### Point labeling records
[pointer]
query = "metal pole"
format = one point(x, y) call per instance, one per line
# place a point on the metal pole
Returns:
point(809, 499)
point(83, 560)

### Your objective
Copy each line of the records above without any changes.

### Correct response
[pointer]
query = "metal pole"
format = one point(x, y) call per instance, one per line
# place a point on the metal pole
Returns:
point(809, 499)
point(83, 560)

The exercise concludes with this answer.